### The data
************

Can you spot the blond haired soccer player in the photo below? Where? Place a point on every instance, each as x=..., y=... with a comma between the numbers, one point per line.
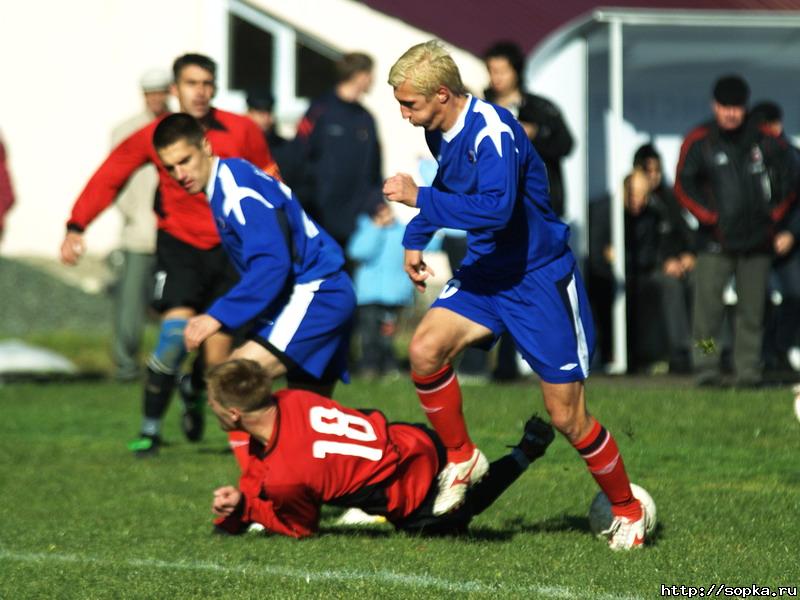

************

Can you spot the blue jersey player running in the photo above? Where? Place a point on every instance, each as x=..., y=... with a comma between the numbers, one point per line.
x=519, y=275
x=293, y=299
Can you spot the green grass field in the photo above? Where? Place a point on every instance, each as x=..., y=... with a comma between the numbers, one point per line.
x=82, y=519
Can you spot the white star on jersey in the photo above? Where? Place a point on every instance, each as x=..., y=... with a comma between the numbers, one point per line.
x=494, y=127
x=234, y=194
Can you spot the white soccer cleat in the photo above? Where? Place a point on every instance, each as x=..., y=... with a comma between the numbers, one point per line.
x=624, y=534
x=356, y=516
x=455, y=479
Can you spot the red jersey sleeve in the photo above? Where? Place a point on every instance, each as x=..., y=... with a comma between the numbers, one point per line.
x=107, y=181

************

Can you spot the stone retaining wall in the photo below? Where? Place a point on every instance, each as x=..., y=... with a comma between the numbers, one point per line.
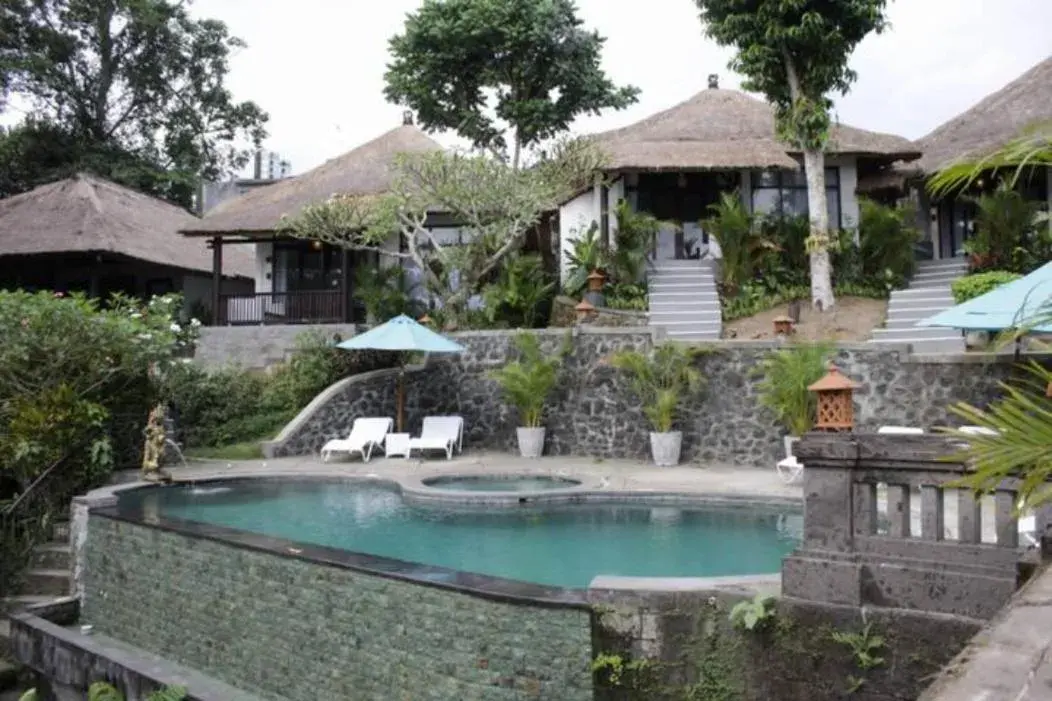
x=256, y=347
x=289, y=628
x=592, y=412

************

Print everything from the line containing "Can you spot the red" down to the line containing "x=107, y=181", both included, and nothing else.

Can you spot the red jersey sleeve in the photo above? Where? Place a point on every instance, each as x=..., y=... with a comma between the numbers, one point per line.
x=107, y=181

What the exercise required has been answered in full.